PROBLEM REQUIREMENTS. Copy out all of the material below word for word, with nothing left out or changed.

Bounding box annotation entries
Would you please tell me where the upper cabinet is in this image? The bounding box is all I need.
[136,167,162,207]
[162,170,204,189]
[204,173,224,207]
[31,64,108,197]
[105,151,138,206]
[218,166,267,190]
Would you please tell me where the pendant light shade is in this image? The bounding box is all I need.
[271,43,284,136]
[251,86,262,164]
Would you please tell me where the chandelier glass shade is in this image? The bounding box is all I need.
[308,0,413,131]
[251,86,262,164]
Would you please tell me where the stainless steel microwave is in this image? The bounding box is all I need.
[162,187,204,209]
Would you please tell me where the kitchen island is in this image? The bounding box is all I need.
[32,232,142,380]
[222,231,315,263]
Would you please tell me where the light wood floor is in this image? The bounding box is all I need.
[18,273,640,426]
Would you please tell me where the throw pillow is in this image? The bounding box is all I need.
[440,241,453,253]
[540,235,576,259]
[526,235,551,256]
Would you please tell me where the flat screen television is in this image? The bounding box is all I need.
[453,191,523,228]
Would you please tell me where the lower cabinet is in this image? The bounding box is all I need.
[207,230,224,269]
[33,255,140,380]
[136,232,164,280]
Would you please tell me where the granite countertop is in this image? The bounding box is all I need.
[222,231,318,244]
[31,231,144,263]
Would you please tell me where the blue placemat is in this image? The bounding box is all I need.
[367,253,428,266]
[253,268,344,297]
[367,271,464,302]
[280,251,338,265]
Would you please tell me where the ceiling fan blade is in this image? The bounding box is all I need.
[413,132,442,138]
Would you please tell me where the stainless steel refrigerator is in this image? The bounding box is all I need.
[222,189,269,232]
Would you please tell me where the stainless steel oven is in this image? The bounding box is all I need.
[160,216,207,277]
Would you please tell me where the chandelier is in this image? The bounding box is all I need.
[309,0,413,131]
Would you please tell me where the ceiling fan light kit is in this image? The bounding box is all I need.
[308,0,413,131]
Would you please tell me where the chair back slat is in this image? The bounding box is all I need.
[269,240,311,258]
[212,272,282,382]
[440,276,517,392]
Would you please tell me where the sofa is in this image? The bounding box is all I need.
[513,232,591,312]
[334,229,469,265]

OUTPUT FOR THIS TASK.
Would you please tell me where the upper cabinet is in this image? The bounding box is all I need.
[136,167,162,207]
[162,170,204,189]
[204,173,224,207]
[31,64,108,197]
[105,151,138,206]
[218,166,267,190]
Would you please tell me where the pendant light shade is in this image? The bounding box is all I need.
[271,43,284,136]
[251,86,262,164]
Would you please tell me where the chandelier glass shade is in this image? The bounding box is all I need.
[308,0,413,131]
[251,86,262,164]
Would you please tell me where the stainless steel microwave is in this image? The bounding box is all I need.
[162,187,204,209]
Would you please tell me where the kitchen island is in this image? The bounding box is all I need.
[32,232,142,380]
[222,231,315,263]
Would you please tell me where the light wood floor is in this image? The bounding box is all I need.
[18,273,640,426]
Would you please tell me where the throw pillow is in this image? The bounding box is all I need.
[440,241,453,253]
[540,235,576,259]
[526,235,551,256]
Would you please tell me where the flat screen television is in this image? The bounding box is all I need.
[453,191,523,228]
Would you please tell me where the lower cabinet is in this image? The bounding box is all I need.
[207,230,224,269]
[33,255,140,380]
[136,232,164,280]
Would you please tell me where the granite countertop is in this image? The bounding box is all I need.
[222,231,318,244]
[31,231,144,263]
Would you please tell me where the blue placemat is in this image? The bounding box is all I need.
[367,253,428,266]
[253,268,344,297]
[367,271,464,302]
[280,251,338,265]
Would you please tell me where the ceiling fan blade is in this image? The bounding box is all I need.
[413,132,442,138]
Would you please tell me where the stainless steel refrigerator is in this image? The bounding box is all I need.
[222,189,269,232]
Would you please tell me where the stainless steel oven is in this image? The bounding box is all I need.
[160,216,207,277]
Would you please tell me where the chandelier is in this image? The bounding box is all I need.
[309,0,413,131]
Would you please tell me where the ceiling fan light kit is in this image? The bounding box is all I need.
[308,0,413,131]
Would you please tell me where the chair back slat is in this image? The bounding box is all I need.
[269,240,311,258]
[212,272,282,382]
[440,276,517,392]
Would you please tell me where the sofa is in this image? The bounding box is all I need.
[513,232,591,312]
[334,229,469,265]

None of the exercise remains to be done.